[Selected extract]:
┄┄┄┄┄┄
The IMF issues dire warning for Zimbabwe after COVID-19

The organisation’s experts say the country’s economy could take a battering

DEAL: Zimbabwe's President Emmerson Mnangagwa wants to 'war trophies' returned in exchange for the remains of British colonialist Cecil Rhodes

THE INTERNATIONAL Monetary Fund (IMF) has warned that Zimbabwe’s economy is likely to take a battering from the coronavirus outbreak that has paralysed the world as it would make it harder to balance macroeconomic stability.

Prior to the spread of the coronavirus or COVID-19 that was first detected in China’s Hubei province late last year, the IMF had already slashed its 2020 economic growth projection for Zimbabwe from 2.7% to 0.8%, citing poor performance of the agriculture sector and government’s “policy missteps”.

The country is under a 21-day lockdown to try and control the spread of the disease with far-reaching disruptions of local businesses.

Bleak economic outlook

In a statement, the IMF said that it was now apparent that the outbreak would adversely impact the economic outlook.

“Covid-19 will make it even harder to balance the policies needed to restore macroeconomic stability with those to address urgent social needs,” the IMF said.

“Zimbabwe is experiencing an economic and humanitarian crisis.

“Macroeconomic stability remains a challenge: the economy contracted sharply in 2019, amplified by climate shocks that have crippled agriculture and electricity generation; the newly introduced Zimbabwe dollar has lost most of its value; inflation is very high; and international reserves are very low.”

Reform agenda

After the 2018 elections, President Emmerson Mnangagwa’s government adopted a reform agenda focused on macroeconomic stabilisation.

In May last year it adopted the IMF’s staff-monitored programme, but in February this year the institution declared that Zimbabwe had gone off-track because of mixed policy implementation.

Mnangagwa took over from longtime ruler Robert Mugabe following a military coup in 2017 promising a quick turnaround, but so far his government has struggled to set the pace for economic revival.

The economy is saddled with hyperinflation and widespread shortages of fuel and electricity.

Comments Form

2 Comments

  1. | Linda Maso

    Indeed Zimbabwe will be hard hit by the compulsory lockdown which is not avoidable. Its economy is already battered but the question is wether it is better to rescue the country now or deal with its total collapse later. The country is well endowed with mineral resources and it is from that perspective that it can be helped by the Bank instead of watching it collapse instead of proposing a rescue package in leeu of its resources. The situation is hitting ordinary people more.

    All countries will emerge from the Covid 19 economically bruised and some worse than Zimbabwe especially LDCs. Another question is wether the interntional community will watch as the masses of Zimbabweans will continue to die from diseases and hunger.

    Reply

  2. | Ted Morse

    The question is not whether the international community will “rescue the Zimbabwe masses”, again. The question is when will the strangling cartel and the selfish secure-acrates (who have continually run the country into the ground) be willing to step aside and let the country grow again under total change for good governance.
┄┄┄┄┄┄
[Exercise description]: Could you output, word for word, the part of the Zimbabwe economy article between "The IMF issues" and "balance macroeconomic stability.", inclusive?
┄┄┄┄┄┄
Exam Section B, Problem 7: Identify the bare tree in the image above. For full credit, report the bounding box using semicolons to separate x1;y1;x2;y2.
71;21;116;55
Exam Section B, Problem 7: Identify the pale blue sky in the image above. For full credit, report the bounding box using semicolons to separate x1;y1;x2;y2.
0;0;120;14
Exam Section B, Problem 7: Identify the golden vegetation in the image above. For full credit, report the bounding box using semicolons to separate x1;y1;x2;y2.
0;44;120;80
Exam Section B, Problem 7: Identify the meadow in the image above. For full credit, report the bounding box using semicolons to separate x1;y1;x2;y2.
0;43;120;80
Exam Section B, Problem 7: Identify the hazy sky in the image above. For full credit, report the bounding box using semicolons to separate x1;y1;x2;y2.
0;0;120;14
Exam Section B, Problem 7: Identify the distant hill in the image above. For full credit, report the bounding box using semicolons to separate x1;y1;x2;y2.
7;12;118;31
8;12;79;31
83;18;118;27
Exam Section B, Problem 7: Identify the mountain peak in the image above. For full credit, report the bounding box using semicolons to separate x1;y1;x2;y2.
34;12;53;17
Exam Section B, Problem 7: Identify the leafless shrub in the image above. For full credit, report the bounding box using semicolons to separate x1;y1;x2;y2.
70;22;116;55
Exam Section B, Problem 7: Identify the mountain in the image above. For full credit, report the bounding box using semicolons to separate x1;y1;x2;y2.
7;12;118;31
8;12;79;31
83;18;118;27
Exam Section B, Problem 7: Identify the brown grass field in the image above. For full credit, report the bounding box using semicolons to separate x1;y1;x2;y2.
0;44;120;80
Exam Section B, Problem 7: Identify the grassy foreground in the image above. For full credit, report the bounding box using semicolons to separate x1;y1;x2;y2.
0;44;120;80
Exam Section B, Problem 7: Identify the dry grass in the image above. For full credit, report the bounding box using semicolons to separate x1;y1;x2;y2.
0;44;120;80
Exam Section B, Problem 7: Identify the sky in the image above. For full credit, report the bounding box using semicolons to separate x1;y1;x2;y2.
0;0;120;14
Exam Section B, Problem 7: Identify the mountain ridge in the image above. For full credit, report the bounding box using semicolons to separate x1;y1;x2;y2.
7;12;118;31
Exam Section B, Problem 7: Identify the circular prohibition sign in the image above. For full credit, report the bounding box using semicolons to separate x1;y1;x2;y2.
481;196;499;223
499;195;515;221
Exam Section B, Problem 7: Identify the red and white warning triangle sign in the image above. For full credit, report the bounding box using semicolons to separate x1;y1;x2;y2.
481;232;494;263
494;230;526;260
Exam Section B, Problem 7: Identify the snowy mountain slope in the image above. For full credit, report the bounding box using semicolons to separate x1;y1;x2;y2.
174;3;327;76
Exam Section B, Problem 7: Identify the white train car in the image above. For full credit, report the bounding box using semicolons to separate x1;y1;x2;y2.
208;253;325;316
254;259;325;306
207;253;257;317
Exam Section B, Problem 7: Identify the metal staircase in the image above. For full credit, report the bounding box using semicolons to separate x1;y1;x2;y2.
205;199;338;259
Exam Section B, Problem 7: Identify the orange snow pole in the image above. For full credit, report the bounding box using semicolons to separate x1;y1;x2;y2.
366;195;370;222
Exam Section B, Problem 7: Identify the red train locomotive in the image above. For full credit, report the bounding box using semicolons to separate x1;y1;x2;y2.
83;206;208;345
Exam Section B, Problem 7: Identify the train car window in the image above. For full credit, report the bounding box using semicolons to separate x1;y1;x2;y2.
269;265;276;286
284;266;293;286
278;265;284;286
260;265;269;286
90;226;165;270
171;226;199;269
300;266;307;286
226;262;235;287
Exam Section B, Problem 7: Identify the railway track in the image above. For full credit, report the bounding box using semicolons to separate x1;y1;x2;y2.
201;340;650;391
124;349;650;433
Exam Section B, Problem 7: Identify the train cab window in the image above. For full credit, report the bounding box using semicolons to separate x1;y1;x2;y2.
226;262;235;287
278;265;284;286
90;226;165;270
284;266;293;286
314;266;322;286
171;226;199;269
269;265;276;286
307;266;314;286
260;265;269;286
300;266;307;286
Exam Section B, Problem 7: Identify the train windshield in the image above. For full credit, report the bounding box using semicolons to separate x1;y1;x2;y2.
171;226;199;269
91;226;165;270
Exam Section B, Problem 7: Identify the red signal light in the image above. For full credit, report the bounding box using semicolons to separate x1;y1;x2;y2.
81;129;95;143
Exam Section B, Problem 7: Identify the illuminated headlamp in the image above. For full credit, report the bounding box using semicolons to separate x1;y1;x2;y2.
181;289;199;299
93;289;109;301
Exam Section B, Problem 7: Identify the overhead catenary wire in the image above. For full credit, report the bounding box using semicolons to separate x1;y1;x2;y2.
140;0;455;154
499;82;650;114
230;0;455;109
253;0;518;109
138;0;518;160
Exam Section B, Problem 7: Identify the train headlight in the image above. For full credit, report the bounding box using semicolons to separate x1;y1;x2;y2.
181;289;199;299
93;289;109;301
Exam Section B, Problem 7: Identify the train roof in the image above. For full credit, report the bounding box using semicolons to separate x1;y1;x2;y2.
┄┄┄┄┄┄
[Response to the task]:
The IMF issues dire warning for Zimbabwe after COVID-19

The organisation’s experts say the country’s economy could take a battering

DEAL: Zimbabwe's President Emmerson Mnangagwa wants to 'war trophies' returned in exchange for the remains of British colonialist Cecil Rhodes

THE INTERNATIONAL Monetary Fund (IMF) has warned that Zimbabwe’s economy is likely to take a battering from the coronavirus outbreak that has paralysed the world as it would make it harder to balance macroeconomic stability.